====== Selected passage
- September 27, 2013
- Posted by: Kathleen Clabby
- Category: Chapter update, Press
It may be Brit actors and singers who hit the headlines when they come stateside, but the majority of expats in the country are here for less glamorous reasons — the vast number of enterprises that come under the umbrella of “business.”
Mind the Gap readers have read about Tony Freeman, a Brit working at NASA’s Jet Propulsion Laboratory, or Lisa Powers, a Brit running a famous pub in Santa Monica, but with around a million people from the U.K. working in the U.S., they can be found in every area — especially banking, life sciences, pharmaceuticals and manufacturing.
But how do you make those connections, whether you’re a multinational or an entrepreneur? To get your idea to a North American audience, or your idea to a university in the U.K. that’s researching the same subject? Or find out about visas, taxes and regulations if you go over the pond? Or any of the other countless questions that might apply to your particular skill set, product or idea?
The British-American Business Council (BABC) is the largest transatlantic business network, with 23 chapters — and about 2,500 members — across most of the major business regions in the U.S. and U.K. They can be found in Los Angeles, New York and Washington D.C., but also in Atlanta, Cleveland, Houston and maybe the most unusually named of the group, the Triangle chapter, which is named after the geography of the three major cities of Durham, Raleigh and Chapel Hill in North Carolina.
Just about to celebrate its first anniversary and already boasting 120 members, it too has the goal of linking local businesses with other BABC’s around the country and their counterparts in the U.K. This is done through post-graduate study and research, lectures, events, linking up with Departments of Commerce, Trade and Industry and associated organizations in both countries, and of course there’s also plenty of good old-fashioned networking to promote and improve trade between the regions and the countries. Meetings are bi-monthly, with networking events taking place every four months.
Gary Clementson is a Brit born in North Shields, near Newcastle, and he works a day job as a financial advisor with Merrill Edge/Bank of America, though he also has the voluntary post of Membership Director for the Triangle BABC. He pitches the BABC to businesses in the region who are looking to plug in to BABC’s local and national network, and began his stay in the U.S. like many others still do today: “I moved to the U.S. in 1982 to do my graduate work in NY, and it was a big culture shock back then. The food was wonderful, but it was really difficult to get good beer – the only English brew available then was Watney’s Red Barrel — so I had to drink American beer!”
============
====== Dataset excerpts
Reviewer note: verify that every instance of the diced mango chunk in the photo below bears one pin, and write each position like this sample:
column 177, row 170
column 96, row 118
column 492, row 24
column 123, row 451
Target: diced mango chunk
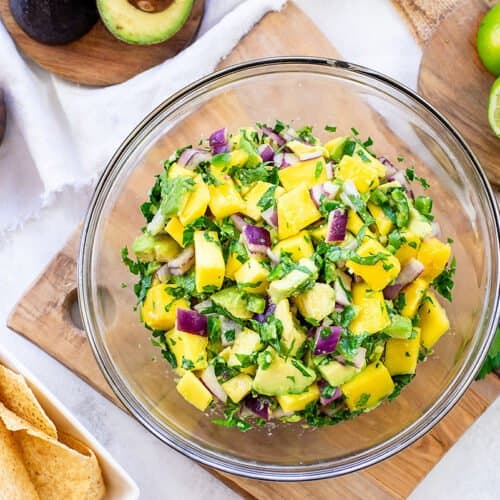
============
--- Problem description ---
Answer these questions from the post about the British-American Business Council:
(a) How many chapters and roughly how many members does the council have?
(b) Which three cities give the Triangle chapter its name?
(c) In what year did Gary Clementson move to the U.S., and for what purpose?

--- Exercise output ---
(a) 23 chapters and about 2,500 members.
(b) Durham, Raleigh and Chapel Hill, in North Carolina.
(c) 1982, to do his graduate work in NY.